◆ **Prompt A**: In the text on animal pain, what was the main purpose of analgesics when they came up in veterinary school?
◆ **Prompt B**: Write the next part of the text on animal pain, starting after its final sentence.

Do Animals Feel Pain?

When I was in veterinary school, we didn't talk too much about animal pain. It was a topic mostly discussed from the perspective of using analgesics ("pain-killers") to enable us to use lower doses of anesthetics in high-risk surgery patients. That's all I remember. I'm not sure we were taught this, but I do recall having a very definite impression that animals do not experience pain in the same way humans do. I do remember being taught that post-surgical pain is a good thing, at least to a certain extent, because it is nature's way of preventing the patient from doing things they aught not to.

Looking back, these concepts seem barbaric to me, although I admit that I adhered to them in my early years. Like my colleagues in the profession, I simply didn't know any better. The truth is, animals demonstrate pain very differently than people, but things that would be painful to us are just as painful to our dogs and cats. We often don't percieve that they hurt, because they can be quite adept at disguising the pain, especially cats. I have seen fascinating video footage of dogs recovering from painful surgical procedures in which they appear alert and relaxed/happy when a human is in the room, only to demonstrate obvious signs of pain and discomfort when left alone.

◆ **Information provided**:
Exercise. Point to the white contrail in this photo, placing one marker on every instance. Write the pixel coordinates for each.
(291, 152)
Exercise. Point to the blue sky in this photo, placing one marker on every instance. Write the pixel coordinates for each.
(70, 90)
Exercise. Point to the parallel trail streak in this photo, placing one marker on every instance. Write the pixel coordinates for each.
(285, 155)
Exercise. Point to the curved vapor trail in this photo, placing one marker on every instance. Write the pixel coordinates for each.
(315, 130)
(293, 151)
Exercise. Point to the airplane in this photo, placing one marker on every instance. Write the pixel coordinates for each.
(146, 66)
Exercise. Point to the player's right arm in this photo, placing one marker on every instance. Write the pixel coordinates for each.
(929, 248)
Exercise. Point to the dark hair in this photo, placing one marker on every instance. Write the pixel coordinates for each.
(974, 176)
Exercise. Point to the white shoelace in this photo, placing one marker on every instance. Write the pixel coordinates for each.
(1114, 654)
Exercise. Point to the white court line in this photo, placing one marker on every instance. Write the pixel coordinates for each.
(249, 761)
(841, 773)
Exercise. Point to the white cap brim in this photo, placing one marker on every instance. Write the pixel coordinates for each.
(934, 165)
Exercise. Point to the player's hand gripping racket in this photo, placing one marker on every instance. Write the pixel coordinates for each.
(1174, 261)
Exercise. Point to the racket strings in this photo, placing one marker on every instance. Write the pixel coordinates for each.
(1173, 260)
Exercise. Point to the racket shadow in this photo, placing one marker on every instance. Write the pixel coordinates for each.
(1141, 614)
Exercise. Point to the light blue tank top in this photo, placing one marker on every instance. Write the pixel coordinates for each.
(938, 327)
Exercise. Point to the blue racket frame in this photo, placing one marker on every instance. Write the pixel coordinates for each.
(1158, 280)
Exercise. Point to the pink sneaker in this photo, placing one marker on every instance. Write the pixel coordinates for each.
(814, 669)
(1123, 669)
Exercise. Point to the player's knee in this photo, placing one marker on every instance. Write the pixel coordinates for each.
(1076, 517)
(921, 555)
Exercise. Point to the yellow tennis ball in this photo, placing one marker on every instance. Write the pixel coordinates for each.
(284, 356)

◆ **Output A**: They let vets use lower doses of anesthetics in high-risk surgery patients.

◆ **Output B**:
I am happy to report that today's veterinarians are fully aware and proactive in dealing with painful conditions. We also have numerous resources in dealing with animal pain, from narcotics and other analgesics, to physical therapy, acupuncture, massage, and local anesthetic agents, among others. There are classes, seminars, and textbooks on veterinary pain management. Veterinarians are trained to recognize potentially-painful conditions and the subtle symptoms on animal pain. Even though we have a hightened awareness of pain in our patients, it can still be tricky to diagnose.

We also know that the concept of pain as a useful mechanism to prevent an injured (or recently-operated-on)pet from doing things he or she shouldn't is mostly flawed. Pain-response studies demonstrate that patients whose pain is well-controlled have significantly shorter healing times. Similarly, arthritic patients whose pain is treated are much more mobile, which allows the joints to benefit from the "physical therapy" benefits of simple activities such as walking and running.